● **Explore the material**:
**1.** In two sentences, please summarize the news article.
**2.** Answer these questions from the news article:
(a) What share of newborns in New York are exclusively breastfed in the first few days of life?
(b) Who is the Commissioner of Health quoted in the news article?
(c) What must hospitals still provide when a mother has chosen formula feeding?
**3.** Rewrite the stretch of the news article from "ALBANY, N.Y. (NEWS10)" through "in the state.", swapping "gift bags" for "welcome kits".

ALBANY, N.Y. (NEWS10) – New regulations by the New York Department of Health will prohibit hospitals and affiliated clinics from giving out gift bags that contain formula marketing materials in an effort to boost breastfeeding in the state.

Health officials say newborn infants that are exclusively breastfed in the first few days of life is only 44 percent in New York compared to 70 percent nationally.

The amended regulations will require hospitals to place newborns with their mothers immediately after delivery unless there are medical issues.

“The amended regulations help ensure that we provide the support and encouragement new mothers need to breastfeed their babies and continue to exclusively breastfeed for the first six months,” said Commissioner of Health Dr. Howard Zucker. “Research shows that breast milk provides unique nutrients and antibodies that help protect babies from diseases such as ear infections, lower respiratory infections, and diarrhea, and decrease the risk of asthma, diabetes, and obesity later in life. For women, breastfeeding lowers their risk for breast and ovarian cancer, as well as diabetes.”

The new regulations do not affect infants whose mothers have chosen formula feeding or for whom breastfeeding can cause medical issues. In these situations, hospitals will still be required to provide formulas and provide instructions on formula preparation and feeding techniques.

● **Records supplied**:
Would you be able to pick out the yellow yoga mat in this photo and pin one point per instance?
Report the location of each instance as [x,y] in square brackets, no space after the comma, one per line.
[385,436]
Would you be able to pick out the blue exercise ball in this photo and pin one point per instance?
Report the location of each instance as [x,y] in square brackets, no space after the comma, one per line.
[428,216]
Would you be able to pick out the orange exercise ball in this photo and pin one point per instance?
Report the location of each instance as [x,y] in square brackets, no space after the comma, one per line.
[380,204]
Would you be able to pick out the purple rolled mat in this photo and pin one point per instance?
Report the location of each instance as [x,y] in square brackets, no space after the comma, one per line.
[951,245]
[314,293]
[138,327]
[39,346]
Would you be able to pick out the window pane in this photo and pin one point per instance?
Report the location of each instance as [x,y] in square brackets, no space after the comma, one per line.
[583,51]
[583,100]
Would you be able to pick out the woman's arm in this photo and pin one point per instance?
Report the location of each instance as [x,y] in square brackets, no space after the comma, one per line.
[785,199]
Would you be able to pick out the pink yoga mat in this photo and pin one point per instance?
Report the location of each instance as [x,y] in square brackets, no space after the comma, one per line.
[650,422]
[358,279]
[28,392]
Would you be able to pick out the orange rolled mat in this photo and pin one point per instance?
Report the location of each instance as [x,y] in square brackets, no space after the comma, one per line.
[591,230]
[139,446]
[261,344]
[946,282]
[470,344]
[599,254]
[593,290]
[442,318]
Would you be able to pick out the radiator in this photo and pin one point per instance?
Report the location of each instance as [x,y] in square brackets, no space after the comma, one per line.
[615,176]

● **Answers per task**:
**1.** New regulations from the New York Department of Health will bar hospitals and affiliated clinics from giving out gift bags containing formula marketing materials. They will also require newborns to be placed with their mothers immediately after delivery unless there are medical issues, as part of an effort to boost breastfeeding in a state where only 44 percent of newborns are exclusively breastfed in the first few days of life, compared to 70 percent nationally.

**2.**
(a) 44 percent
(b) Dr. Howard Zucker
(c) Formulas, and instructions on formula preparation and feeding techniques

**3.**
ALBANY, N.Y. (NEWS10) – New regulations by the New York Department of Health will prohibit hospitals and affiliated clinics from giving out welcome kits that contain formula marketing materials in an effort to boost breastfeeding in the state.